## PASSAGE PROVIDED
►

To subscribe to this newsletter, please send an email to the Veterinary Division’s general email account, View the department’s Disaster Planning website.

Hurricane Dorian Update

Southeastern NC is beginning to see dangerous conditions from Dorian as it makes it way northward. Both flooding and tornadoes have already been reported this morning along the coast. Significant impacts from heavy rain, damaging winds, and storm surge will continue to unfold through Friday across eastern NC.

A Tornado Watch has been issued for the eastern Piedmont and Coastal Plain and could expand to additional areas through the day.Life-threatening flash flooding is likely along coastal NC. It’s important to ensure you have several ways of receiving warnings. Keep electronics charged and remain updated with the latest weather conditions from trusted sources, including your NOAA Weather Radio, local broadcast media, and the National Weather Service.
Heavy Rain
  • Eastern NC: 6-12” with locally higher amounts up to 15”
  • Central NC: 3-6″” of rain south and east of the Triangle with lesser amounts west (<3”)
  • Heaviest rainfall is expected along and east of I-95 Thursday through Friday
  • A Flash Flood Watch is in effect for areas east of US-1 through Friday
  • Flooding/flash flooding impacts include the potential for road closures, rapid rises in small streams and creeks, and flooding in low-lying and prone areas
  • Flood waters could enter structures within multiple communities
  • Never walk or drive through moving water or flooding
Damaging Winds
  • Coastal NC: Sustained winds 60-100 mph, gusts 75-125 mph
  • Inland Eastern NC (along and east of I-95): Sustained winds 35-65 mph, gusts 45-75 mph
  • Central NC: Sustained winds 20-35 mph, gusts 30-45 mph (strongest east of US-1)

◄

## THE PROBLEM
Write the next part of the Hurricane Dorian update, picking up after its final line. The records that come next were taken from another source.

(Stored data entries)
►

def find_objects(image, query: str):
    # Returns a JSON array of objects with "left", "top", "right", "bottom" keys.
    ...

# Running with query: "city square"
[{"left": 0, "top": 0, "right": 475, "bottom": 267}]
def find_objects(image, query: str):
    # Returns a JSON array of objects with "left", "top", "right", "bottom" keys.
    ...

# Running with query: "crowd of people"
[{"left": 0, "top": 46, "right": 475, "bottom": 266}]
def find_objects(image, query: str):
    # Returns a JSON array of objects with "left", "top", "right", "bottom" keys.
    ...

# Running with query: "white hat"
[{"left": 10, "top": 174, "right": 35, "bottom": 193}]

◄

## ANSWER TO THIS PROBLEM
  • Tropical storm force winds will increase this afternoon through Friday morning
  • The greatest threat for hurricane force winds will be Thursday night into Friday along the immediate coast, though gusts could occur across eastern NC
  • Impacts in areas with the highest winds include downed trees, widespread power outages, and damage to weak structures
  • Although winds will be lower north and west of I-95, isolated trees and power lines could still come down
Life-Threatening Storm Surge
  • South of Cape Lookout: 4-7’ above ground
  • Cape Lookout to Duck (including Pamlico and Albemarle Sounds and the Neuse and Pamlico Rivers): 4-6’ above ground
  • North of Duck: 2-4’ above ground
  • Initial impacts will be along the ocean before threat transitions to sound side areas as Dorian moves through
  • Surge could cause large sections of near-shore escape routes and secondary roads to be washed out or severely flooded
  • Additional impacts could include damage to vulnerable structures, major beach erosion, and damage to docks and piers
Riverine and Coastal Flooding
  • Major flooding expected: Atlantic Coast at Duck (peaking Friday PM), Pamlico Sound at Cape Hatteras Coast Guard Station (peaking Friday PM)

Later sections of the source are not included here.